→ PROVIDED PASSAGE:
GNU Info

Info Node: (flex.info)C++

(flex.info)C++


Next: Incompatibilities Prev: Performance Up: Top
Enter node , (file) or (file)node

Generating C++ scanners
***********************

   `flex' provides two different ways to generate scanners for use with
C++.  The first way is to simply compile a scanner generated by `flex'
using a C++ compiler instead of a C compiler.  You should not encounter
any compilations errors (please report any you find to the email address
given in the Author section below).  You can then use C++ code in your
rule actions instead of C code.  Note that the default input source for
your scanner remains `yyin', and default echoing is still done to
`yyout'.  Both of these remain `FILE *' variables and not C++ `streams'.

   You can also use `flex' to generate a C++ scanner class, using the
`-+' option, (or, equivalently, `%option c++'), which is automatically
specified if the name of the flex executable ends in a `+', such as
`flex++'.  When using this option, flex defaults to generating the
scanner to the file `lex.yy.cc' instead of `lex.yy.c'.  The generated
scanner includes the header file `FlexLexer.h', which defines the
interface to two C++ classes.

   The first class, `FlexLexer', provides an abstract base class
defining the general scanner class interface.  It provides the
following member functions:

`const char* YYText()'
     returns the text of the most recently matched token, the
     equivalent of `yytext'.

`int YYLeng()'
     returns the length of the most recently matched token, the
     equivalent of `yyleng'.

`int lineno() const'
     returns the current input line number (see `%option yylineno'), or
     1 if `%option yylineno' was not used.

`void set_debug( int flag )'
     sets the debugging flag for the scanner, equivalent to assigning to
     `yy_flex_debug' (see the Options section above).  Note that you
     must build the scanner using `%option debug' to include debugging
     information in it.

`int debug() const'
     returns the current setting of the debugging flag.

   Also provided are member functions equivalent to
`yy_switch_to_buffer(), yy_create_buffer()' (though the first argument
is an `istream*' object pointer and not a `FILE*', `yy_flush_buffer()',
`yy_delete_buffer()', and `yyrestart()' (again, the first argument is a
`istream*' object pointer).

→ TASKS TO PERFORM:
- a) Please reproduce the section of the flex C++ scanner text from "You can also" up to and including "two C++ classes.".
- b) Pick up the flex C++ scanner text from where it stops and keep writing.

→ EXCERPTED RECORDS:
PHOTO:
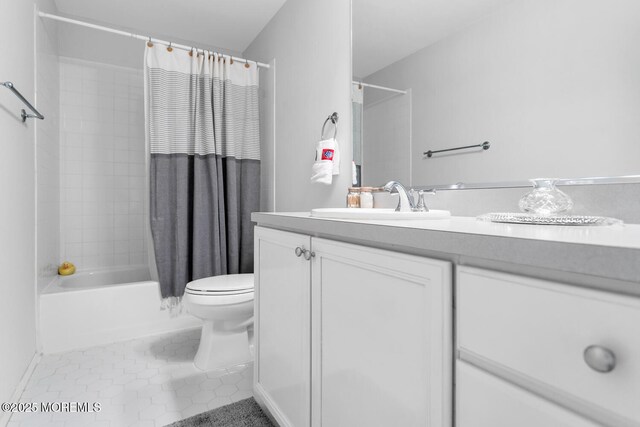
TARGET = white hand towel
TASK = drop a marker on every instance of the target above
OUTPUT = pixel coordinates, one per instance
(354, 174)
(321, 172)
(327, 161)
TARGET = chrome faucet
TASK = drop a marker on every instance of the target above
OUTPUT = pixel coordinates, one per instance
(407, 202)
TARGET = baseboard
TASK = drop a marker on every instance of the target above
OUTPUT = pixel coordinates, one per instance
(269, 407)
(5, 417)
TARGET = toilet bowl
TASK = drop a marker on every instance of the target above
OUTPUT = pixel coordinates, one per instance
(225, 304)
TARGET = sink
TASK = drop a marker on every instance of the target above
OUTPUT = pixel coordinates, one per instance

→ FINAL RESULTS:
- a)
You can also use `flex' to generate a C++ scanner class, using the
`-+' option, (or, equivalently, `%option c++'), which is automatically
specified if the name of the flex executable ends in a `+', such as
`flex++'.  When using this option, flex defaults to generating the
scanner to the file `lex.yy.cc' instead of `lex.yy.c'.  The generated
scanner includes the header file `FlexLexer.h', which defines the
interface to two C++ classes.

- b)
   The second class defined in `FlexLexer.h' is `yyFlexLexer', which is
derived from `FlexLexer'.  It defines the following additional member
functions:

`yyFlexLexer( istream* arg_yyin = 0, ostream* arg_yyout = 0 )'
     constructs a `yyFlexLexer' object using the given streams for
     input and output.  If not specified, the streams default to `cin'
     and `cout', respectively.

`virtual int yylex()'
     performs the same role is `yylex()' does for ordinary flex
     scanners: it scans the input stream, consuming tokens, until a
     rule's action returns a value.  If you derive a subclass S from
     `yyFlexLexer' and want to access the member functions and
     variables of S inside `yylex()', then you need to use `%option
     yyclass="S"' to inform `flex' that you will be using that subclass
     instead of `yyFlexLexer'.  In this case, rather than generating
     `yyFlexLexer::yylex()', `flex' generates `S::yylex()' (and also
     generates a dummy `yyFlexLexer::yylex()' that calls
     `yyFlexLexer::LexerError()' if called).

`virtual void switch_streams(istream* new_in = 0, ostream* new_out = 0)'
     reassigns `yyin' to `new_in' (if non-nil) and `yyout' to `new_out'
     (ditto), deleting the previous input buffer if `yyin' is
     reassigned.

`int yylex( istream* new_in = 0, ostream* new_out = 0 )'
     first switches the input streams via `switch_streams( new_in,
     new_out )' and then returns the value of `yylex()'.

   In addition, `yyFlexLexer' defines the following protected virtual
functions which you can redefine in derived classes to tailor the
scanner:

`virtual int LexerInput( char* buf, int max_size )'
     reads up to `max_size' characters into BUF and returns the number
     of characters read.  To indicate end-of-input, return 0
     characters.  Note that "interactive" scanners (see the `-B' and
     `-I' flags) define the macro `YY_INTERACTIVE'.  If you redefine
     `LexerInput()' and need to take different actions depending on
     whether or not the scanner might be scanning an interactive input
     source, you can test for the presence of this name via `#ifdef'.

`virtual void LexerOutput( const char* buf, int size )'
     writes out SIZE characters from the buffer BUF, which, while
     NUL-terminated, may also contain "internal" NUL's if the scanner's
     rules can match text with NUL's in them.

`virtual void LexerError( const char* msg )'
     reports a fatal error message.  The default version of this
     function writes the message to the stream `cerr' and exits.

   Note that a `yyFlexLexer' object contains its _entire_ scanning
state.  Thus you can use such objects to create reentrant scanners.
You can instantiate multiple instances of the same `yyFlexLexer' class,
and you can also combine multiple C++ scanner classes together in the
same program using the `-P' option discussed above.  Finally, note that
the `%array' feature is not available to C++ scanner classes; you must
use `%pointer' (the default).

   Here is an example of a simple C++ scanner:

         // An example of using the flex C++ scanner class.
     
     %{
     int mylineno = 0;
     %}
     
     string  \"[^\n"]+\"
     
     ws      [ \t]+
     
     alpha   [A-Za-z]
     dig     [0-9]
     name    ({alpha}|{dig}|\$)({alpha}|{dig}|[_.\-/$])*
     num1    [-+]?{dig}+\.?([eE][-+]?{dig}+)?
     num2    [-+]?{dig}*\.{dig}+([eE][-+]?{dig}+)?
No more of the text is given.